** THE EXERCISE **
Pull out each line of the rows below that contains the word "orange" and copy every such line in full.

** RECORDS TO USE **
-*-
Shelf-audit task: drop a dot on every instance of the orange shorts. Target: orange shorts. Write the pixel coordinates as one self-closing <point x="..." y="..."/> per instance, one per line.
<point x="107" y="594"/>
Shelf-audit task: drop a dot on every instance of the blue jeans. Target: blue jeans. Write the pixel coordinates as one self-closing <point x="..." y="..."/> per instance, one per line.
-*-
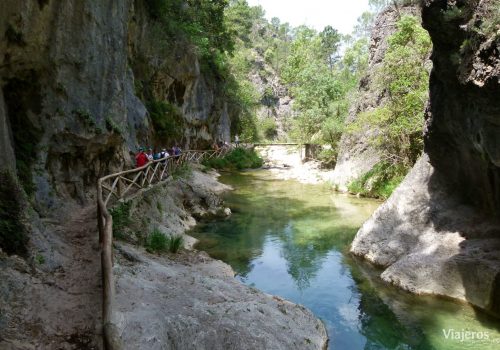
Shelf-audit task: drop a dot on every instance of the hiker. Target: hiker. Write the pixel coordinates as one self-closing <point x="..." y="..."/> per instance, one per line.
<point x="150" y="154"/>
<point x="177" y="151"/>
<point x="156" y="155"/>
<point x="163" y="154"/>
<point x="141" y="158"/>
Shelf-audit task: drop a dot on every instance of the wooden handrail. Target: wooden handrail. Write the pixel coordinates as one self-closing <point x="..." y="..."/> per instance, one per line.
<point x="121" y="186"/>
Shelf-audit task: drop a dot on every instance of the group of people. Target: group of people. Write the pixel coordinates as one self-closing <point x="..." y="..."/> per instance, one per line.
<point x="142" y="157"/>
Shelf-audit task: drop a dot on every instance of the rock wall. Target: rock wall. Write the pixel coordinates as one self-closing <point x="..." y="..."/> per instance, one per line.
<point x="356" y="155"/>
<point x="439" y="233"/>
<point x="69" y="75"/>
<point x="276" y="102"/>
-*-
** FINISHED ANSWER **
Shelf-audit task: drop a dot on every instance of the orange shorts. Target: orange shorts. Write the pixel coordinates as one self-closing <point x="..." y="..."/> per instance, one per line.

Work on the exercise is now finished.